(THE DATA Opens)

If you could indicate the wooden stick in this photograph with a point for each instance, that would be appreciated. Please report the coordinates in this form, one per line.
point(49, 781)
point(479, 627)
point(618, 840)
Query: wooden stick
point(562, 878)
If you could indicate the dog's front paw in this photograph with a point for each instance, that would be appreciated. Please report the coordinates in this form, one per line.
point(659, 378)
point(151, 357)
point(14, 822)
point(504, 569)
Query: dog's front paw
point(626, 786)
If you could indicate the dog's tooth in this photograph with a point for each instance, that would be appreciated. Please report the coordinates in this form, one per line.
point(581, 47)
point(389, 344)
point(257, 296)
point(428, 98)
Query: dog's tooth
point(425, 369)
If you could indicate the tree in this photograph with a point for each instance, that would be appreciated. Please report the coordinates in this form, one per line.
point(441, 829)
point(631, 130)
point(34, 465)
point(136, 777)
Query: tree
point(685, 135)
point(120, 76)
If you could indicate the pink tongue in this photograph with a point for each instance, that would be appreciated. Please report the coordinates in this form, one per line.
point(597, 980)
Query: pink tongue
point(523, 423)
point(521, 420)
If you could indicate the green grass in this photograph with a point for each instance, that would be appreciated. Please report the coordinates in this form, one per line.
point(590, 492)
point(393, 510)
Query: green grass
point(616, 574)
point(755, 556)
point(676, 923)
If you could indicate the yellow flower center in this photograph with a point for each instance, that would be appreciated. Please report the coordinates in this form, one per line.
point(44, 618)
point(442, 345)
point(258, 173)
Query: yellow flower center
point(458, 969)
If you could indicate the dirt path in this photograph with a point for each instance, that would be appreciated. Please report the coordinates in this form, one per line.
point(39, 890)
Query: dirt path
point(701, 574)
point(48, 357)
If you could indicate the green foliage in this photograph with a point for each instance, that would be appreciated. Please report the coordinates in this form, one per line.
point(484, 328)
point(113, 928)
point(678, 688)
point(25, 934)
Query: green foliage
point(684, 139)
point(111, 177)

(THE DATA Closes)

PROBLEM TO SOLVE: The required result is an exact repetition of the lines from the one containing "If you could indicate the pink" through the last line of the data.

SOLUTION:
If you could indicate the pink tongue in this photograph with a point for each instance, that would be appreciated. Please report the coordinates in this form, one per line.
point(597, 980)
Query: pink tongue
point(523, 423)
point(521, 420)
If you could indicate the green grass in this photograph with a point for each instance, that would be appreciated. Please report the coordinates in this form, one per line.
point(590, 492)
point(393, 510)
Query: green grass
point(616, 574)
point(755, 556)
point(676, 923)
If you could indicate the yellow flower center in this photograph with a point for each instance, that would be appreciated. Please report the coordinates in this form, one per line.
point(44, 618)
point(442, 345)
point(258, 173)
Query: yellow flower center
point(458, 969)
If you could indicate the dirt path in this photograph with a point for each instance, that would be appreciated. Please report the coordinates in this form, one per line.
point(39, 890)
Query: dirt path
point(701, 574)
point(48, 357)
If you could indicate the green foliage in this photograph with a point for each instance, that would be appreciated. Please report the coordinates in this form, one per line.
point(484, 328)
point(113, 928)
point(678, 688)
point(25, 934)
Query: green foliage
point(684, 139)
point(111, 177)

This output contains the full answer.